Por hacer:
Formatea como una lista JSON de cadenas el tramo de los registros que va desde el principio hasta la línea que contiene "340], [688, 352]]", ambos extremos incluidos. Pon una cadena por cada línea y omite las líneas en blanco.

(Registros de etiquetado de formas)
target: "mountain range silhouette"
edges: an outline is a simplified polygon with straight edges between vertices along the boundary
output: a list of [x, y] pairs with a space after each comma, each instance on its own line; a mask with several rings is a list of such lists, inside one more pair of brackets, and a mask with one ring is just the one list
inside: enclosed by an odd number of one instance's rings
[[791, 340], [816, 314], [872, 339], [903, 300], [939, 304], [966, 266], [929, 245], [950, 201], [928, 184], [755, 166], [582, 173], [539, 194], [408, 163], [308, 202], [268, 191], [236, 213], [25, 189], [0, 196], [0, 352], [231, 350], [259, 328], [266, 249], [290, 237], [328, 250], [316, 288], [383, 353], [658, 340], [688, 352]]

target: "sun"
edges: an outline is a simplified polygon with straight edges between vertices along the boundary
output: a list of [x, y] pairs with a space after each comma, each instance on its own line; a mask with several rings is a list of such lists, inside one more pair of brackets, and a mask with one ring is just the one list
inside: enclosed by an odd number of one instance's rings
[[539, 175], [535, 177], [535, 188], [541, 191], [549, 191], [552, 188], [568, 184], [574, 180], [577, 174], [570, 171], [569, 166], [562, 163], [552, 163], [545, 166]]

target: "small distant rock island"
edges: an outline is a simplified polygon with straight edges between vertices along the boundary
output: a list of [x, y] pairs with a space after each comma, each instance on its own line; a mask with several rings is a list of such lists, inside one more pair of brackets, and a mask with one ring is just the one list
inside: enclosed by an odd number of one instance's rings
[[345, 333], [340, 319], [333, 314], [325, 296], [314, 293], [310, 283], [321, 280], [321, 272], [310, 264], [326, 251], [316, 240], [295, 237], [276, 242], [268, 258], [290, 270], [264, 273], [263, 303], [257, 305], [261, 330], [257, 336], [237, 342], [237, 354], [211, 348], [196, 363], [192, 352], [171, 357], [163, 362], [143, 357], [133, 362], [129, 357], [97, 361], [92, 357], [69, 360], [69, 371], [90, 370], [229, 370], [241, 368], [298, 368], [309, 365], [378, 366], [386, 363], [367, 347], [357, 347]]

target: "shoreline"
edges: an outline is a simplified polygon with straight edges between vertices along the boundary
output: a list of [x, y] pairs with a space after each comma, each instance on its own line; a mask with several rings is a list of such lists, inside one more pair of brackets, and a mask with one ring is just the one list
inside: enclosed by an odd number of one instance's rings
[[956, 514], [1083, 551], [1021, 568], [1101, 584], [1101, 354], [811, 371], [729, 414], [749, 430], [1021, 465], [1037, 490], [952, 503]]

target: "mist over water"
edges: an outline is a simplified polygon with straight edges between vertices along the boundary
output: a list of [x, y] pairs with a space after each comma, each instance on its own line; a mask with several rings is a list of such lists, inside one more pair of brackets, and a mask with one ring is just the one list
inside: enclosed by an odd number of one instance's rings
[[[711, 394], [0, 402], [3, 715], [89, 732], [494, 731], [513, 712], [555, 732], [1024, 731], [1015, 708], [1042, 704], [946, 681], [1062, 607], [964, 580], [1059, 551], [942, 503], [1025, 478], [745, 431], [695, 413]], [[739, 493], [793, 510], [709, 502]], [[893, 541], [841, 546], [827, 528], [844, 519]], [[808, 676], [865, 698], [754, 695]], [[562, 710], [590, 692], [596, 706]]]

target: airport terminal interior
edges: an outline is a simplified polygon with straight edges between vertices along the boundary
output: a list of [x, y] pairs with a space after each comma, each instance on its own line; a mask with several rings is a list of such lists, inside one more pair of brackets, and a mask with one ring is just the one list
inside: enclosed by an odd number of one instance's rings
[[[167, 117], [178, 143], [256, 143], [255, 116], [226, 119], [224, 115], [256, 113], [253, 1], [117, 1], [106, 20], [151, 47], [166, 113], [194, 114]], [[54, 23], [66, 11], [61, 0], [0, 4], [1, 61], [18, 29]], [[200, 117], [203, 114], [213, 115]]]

Respuesta del ejercicio:
[
  "target: \"mountain range silhouette\"",
  "edges: an outline is a simplified polygon with straight edges between vertices along the boundary",
  "output: a list of [x, y] pairs with a space after each comma, each instance on its own line; a mask with several rings is a list of such lists, inside one more pair of brackets, and a mask with one ring is just the one list",
  "inside: enclosed by an odd number of one instance's rings",
  "[[791, 340], [816, 314], [872, 339], [903, 300], [939, 304], [966, 266], [929, 245], [950, 201], [928, 184], [755, 166], [582, 173], [539, 194], [408, 163], [308, 202], [268, 191], [236, 213], [25, 189], [0, 196], [0, 352], [231, 350], [259, 328], [266, 249], [290, 237], [328, 250], [316, 288], [383, 353], [658, 340], [688, 352]]"
]